[PROVIDED PASSAGE]:
It's important to understand the consequences of the non-treatment policy by the Population and Migration Authority on the asylum seekers' communities. First, de facto you cannot today submit asylum requests. The Population Authority makes it possible to file such applications only at the Interior Ministry at 53 Salame Street in Tel Aviv (or in the sand for those imprisoned there). The situation in Salame has never been brilliant, but in the past two years asylum seekers have been unable to file applications there.

The lines are very long, only few are allowed to enter every day and those who were declined do not receive a new appointment. People are required to arrive multiple times, mostly to hold a place in line in the early evening hours of the prior night, in order to have a chance to enter. Let's remember: entering is not for an interview or receiving a status but merely to file the motion. Moreover, all the asylum requests (but ten) were declined…, there are also men, and women who applied more than four years ago and still were not answered. The average asylum seeker, who lost long ago his trust in the Israeli government, has lost all hope in the asylum system in Israel and does see any reason to submit an asylum request.

In addition, in the absence of an organized immigration policy many asylum seekers believe that they have already submitted their asylum request years ago therefore they do not re-submit. Whether they were registered and interviewed at the UNHCR before 2009, or whether they were interviewed throughout Israel at the Population Authority and believed that it was an asylum interview.

Last, it is important to remember that for long months during 2015 the asylum applications processing unit rejected asylum applications out of hand with the ridiculous claim that they were filed too late. This argument did not hold in court, which rejected it and demanded from the Population Authority to re-examine all the applications. The logical thing to do was to re-open automatically all the rejected applications. However, the Population Authority again chose to make it difficult for the asylum seekers and declared that those who had been rejected out of hand should approach the authority and actively ask them to open their file.

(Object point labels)
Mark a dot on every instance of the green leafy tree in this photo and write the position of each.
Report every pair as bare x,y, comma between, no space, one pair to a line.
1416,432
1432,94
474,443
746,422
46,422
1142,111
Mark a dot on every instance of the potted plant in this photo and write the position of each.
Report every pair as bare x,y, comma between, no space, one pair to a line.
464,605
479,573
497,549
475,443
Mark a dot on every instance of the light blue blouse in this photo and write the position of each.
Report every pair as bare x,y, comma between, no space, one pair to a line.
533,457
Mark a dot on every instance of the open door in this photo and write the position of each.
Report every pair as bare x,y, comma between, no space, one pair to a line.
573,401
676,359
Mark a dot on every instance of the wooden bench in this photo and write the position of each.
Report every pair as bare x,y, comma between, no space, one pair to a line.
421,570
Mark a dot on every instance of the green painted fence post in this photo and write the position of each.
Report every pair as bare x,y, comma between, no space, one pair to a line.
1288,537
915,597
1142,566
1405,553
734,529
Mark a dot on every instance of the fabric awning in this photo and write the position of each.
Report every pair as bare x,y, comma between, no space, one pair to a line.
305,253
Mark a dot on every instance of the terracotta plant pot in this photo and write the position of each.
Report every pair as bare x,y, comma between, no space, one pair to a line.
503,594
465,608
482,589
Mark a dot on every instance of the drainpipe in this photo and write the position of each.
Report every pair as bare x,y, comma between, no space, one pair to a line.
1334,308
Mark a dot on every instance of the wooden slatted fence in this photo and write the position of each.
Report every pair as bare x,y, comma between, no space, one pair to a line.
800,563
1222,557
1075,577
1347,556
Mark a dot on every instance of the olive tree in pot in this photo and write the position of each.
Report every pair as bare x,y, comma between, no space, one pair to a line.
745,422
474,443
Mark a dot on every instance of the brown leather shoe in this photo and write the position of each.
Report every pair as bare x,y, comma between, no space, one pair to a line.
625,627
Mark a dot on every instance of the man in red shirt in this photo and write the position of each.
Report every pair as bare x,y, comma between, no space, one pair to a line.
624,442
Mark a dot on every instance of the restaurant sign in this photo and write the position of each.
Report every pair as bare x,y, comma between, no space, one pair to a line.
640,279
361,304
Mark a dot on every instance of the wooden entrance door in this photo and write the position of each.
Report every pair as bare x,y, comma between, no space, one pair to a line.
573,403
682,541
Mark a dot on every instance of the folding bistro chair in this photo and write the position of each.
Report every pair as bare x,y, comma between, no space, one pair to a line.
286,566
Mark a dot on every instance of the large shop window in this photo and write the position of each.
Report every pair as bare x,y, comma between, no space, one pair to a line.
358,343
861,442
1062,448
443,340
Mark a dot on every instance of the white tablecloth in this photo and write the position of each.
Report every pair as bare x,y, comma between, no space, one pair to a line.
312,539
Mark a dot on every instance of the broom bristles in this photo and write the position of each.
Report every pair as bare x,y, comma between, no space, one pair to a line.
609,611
* * *
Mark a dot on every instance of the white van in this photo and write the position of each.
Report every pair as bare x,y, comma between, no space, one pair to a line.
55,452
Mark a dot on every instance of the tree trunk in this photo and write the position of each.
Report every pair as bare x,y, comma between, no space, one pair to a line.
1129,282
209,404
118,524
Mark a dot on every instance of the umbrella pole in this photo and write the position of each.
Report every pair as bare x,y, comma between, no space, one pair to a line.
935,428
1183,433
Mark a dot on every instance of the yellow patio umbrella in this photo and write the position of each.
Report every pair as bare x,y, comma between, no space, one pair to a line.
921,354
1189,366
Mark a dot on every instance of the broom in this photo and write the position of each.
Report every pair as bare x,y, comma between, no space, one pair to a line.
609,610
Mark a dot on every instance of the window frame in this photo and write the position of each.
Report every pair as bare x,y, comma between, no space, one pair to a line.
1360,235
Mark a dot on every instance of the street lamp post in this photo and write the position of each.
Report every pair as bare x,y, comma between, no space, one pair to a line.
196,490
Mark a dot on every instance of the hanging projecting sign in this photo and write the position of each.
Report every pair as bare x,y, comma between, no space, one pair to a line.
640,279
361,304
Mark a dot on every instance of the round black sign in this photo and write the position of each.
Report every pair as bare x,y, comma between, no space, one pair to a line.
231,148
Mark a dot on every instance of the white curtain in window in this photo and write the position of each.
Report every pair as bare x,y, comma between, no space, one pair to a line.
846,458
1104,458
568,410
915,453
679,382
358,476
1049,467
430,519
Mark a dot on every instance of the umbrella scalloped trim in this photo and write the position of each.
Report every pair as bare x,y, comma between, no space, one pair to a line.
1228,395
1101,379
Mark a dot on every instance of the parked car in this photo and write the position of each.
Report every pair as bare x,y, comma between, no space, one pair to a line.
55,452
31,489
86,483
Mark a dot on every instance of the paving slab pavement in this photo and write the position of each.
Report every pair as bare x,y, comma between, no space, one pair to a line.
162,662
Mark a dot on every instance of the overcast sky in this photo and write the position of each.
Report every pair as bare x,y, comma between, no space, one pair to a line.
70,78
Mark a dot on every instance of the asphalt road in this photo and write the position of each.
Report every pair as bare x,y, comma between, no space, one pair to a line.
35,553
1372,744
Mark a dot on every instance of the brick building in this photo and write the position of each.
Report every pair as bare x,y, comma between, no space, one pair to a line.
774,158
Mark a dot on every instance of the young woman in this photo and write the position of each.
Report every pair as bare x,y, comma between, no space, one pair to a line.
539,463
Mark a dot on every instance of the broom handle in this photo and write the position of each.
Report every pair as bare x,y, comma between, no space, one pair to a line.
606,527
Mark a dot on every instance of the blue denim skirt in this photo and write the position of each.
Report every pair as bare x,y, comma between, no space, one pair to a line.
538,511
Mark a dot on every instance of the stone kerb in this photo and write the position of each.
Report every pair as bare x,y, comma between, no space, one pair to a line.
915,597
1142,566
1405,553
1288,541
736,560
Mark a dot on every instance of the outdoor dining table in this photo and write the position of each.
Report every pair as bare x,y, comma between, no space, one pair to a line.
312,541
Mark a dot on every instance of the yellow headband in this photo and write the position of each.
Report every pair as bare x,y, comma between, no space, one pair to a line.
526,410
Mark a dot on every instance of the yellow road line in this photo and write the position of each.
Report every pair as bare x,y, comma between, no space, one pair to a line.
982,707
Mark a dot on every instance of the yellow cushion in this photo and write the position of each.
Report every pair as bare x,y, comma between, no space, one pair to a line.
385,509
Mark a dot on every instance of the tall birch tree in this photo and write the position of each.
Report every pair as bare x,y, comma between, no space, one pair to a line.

[THINGS TO DO]:
(1) In the passage on asylum seekers in Israel, what did the court demand from the Population Authority?
(2) In the passage on asylum seekers in Israel, rewrite the part from "The lines are" to "an asylum request.", substituting "late evening" for "early evening".
(3) Resume the passage on asylum seekers in Israel from where it stops.

[RESPONSES FOR EACH TASK]:
(1) The court demanded that the Population Authority re-examine all the applications.

(2)
The lines are very long, only few are allowed to enter every day and those who were declined do not receive a new appointment. People are required to arrive multiple times, mostly to hold a place in line in the late evening hours of the prior night, in order to have a chance to enter. Let's remember: entering is not for an interview or receiving a status but merely to file the motion. Moreover, all the asylum requests (but ten) were declined…, there are also men, and women who applied more than four years ago and still were not answered. The average asylum seeker, who lost long ago his trust in the Israeli government, has lost all hope in the asylum system in Israel and does see any reason to submit an asylum request.

(3)
All these should be added to the hidden opinion of the Immigration Authority regarding the eligibility of Darfuris to refugee status, and the opinion of the Court of Appeals, which held that asylum applications by Eritreans who had fled the Eritrean army could not be rejected. The state appealed this ruling to the District Court of Appeals, but the District Court returned the hearing to the court. So far, no new ruling has been made.

If the court stands behind its first decision, it will be grounds for reopening the asylum applications of a majority if not all Eritreans in Israel who have been rejected to this day. The government of Israel is of course in a hurry to expel them as soon as possible, before these issues become clear in the courts, before more people demand that the judicial authority do justice to them.

The declared policy of the Israeli governments in the last decade was to do everything possible in order not to recognize people as refugees. It is unthinkable that the state will now deport these people to a second refugee voyage, a journey that will include pain, torture, and even death.